Relacja - łodzianie sprzątają cmentarz żydowski
Trzy lata temu grzmiałam, że cmentarz żydowski w Łodzi jest zaniedbany. Bo faktycznie, obok miejsc rewitalizowanych, wszędzie królowały chaszcze, dostęp do wielu mogił był niemożliwy, a w trawie leżały butelki, dziurawe garnki i inne śmieci.
Obecnie sytuacja zmieni ła się diametralnie dzięki pomysłowi i pracy kuratora sądowego - Tadeusza Ołubka. Oto relacja z konferencji prasowej zorganizowanej w związku z wysprzątaniem 80% tereny cmentarza:
https://www.youtube.com/watch?v=4_vP_ihxeXc&t=1s
Niedziela, 9 maja
2021 r.

POLECENIE 1 — Według tekstu o cmentarzu żydowskim w Łodzi, czyjemu pomysłowi i pracy zawdzięcza się zmianę sytuacji?
POLECENIE 2 —
Oceń, czy poniższe stwierdzenia są zgodne z tekstem o cmentarzu żydowskim w Łodzi. Przy każdym podaj „tak” lub „nie” i przytocz rozstrzygający fragment tekstu.
(a) W trawie na cmentarzu leżały butelki i dziurawe garnki.
(b) Tadeusz Ołubek jest konserwatorem zabytków.
(c) Do wszystkich mogił był swobodny dostęp.
POLECENIE 3 — Poprowadź dalej tekst o cmentarzu żydowskim w Łodzi, zaczynając od miejsca, w którym się urywa.
Dane nie mają żadnego związku z tekstem o cmentarzu żydowskim w Łodzi.

DOSTĘPNE DANE —
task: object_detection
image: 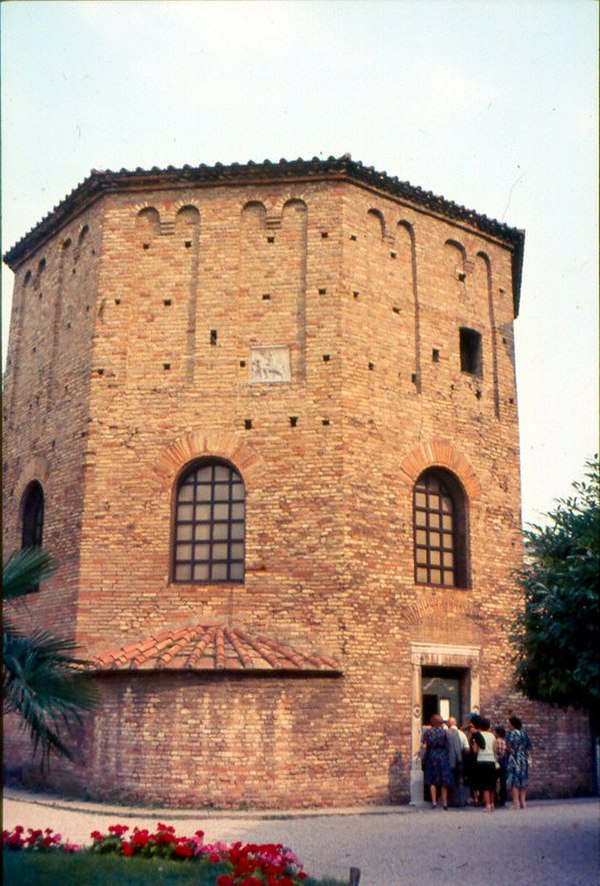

ODPOWIEDŹ 1 — Kuratorowi sądowemu Tadeuszowi Ołubkowi.

ODPOWIEDŹ 2 —
(a) Tak: „w trawie leżały butelki, dziurawe garnki i inne śmieci”.
(b) Nie: „kuratora sądowego - Tadeusza Ołubka”.
(c) Nie: „dostęp do wielu mogił był niemożliwy”.

ODPOWIEDŹ 3 —
Nietypowa resocjalizacja. Cmentarz
żydowski przy ulicy Brackiej posprzątany przez podopiecznych łódzkiego kuratora
Od 2018 roku
podopieczni Kuratora Sądu Rejonowego dla Łodzi Widzewa w ramach prac
resocjalizacyjnych porządkują cmentarz żydowski przy ulicy Brackiej. To oddolna
inicjatywa kuratora Tadeusza Ołubka, realizowana we współpracy z Gminą Wyznaniową
Żydowską w Łodzi. Dzięki akcji udało się już uporządkować 85 procent
powierzchni nekropolii.
- Dzisiaj
porządkowaliśmy między innymi kwaterę, gdzie leżą Adela i Izydor Tuwimowie.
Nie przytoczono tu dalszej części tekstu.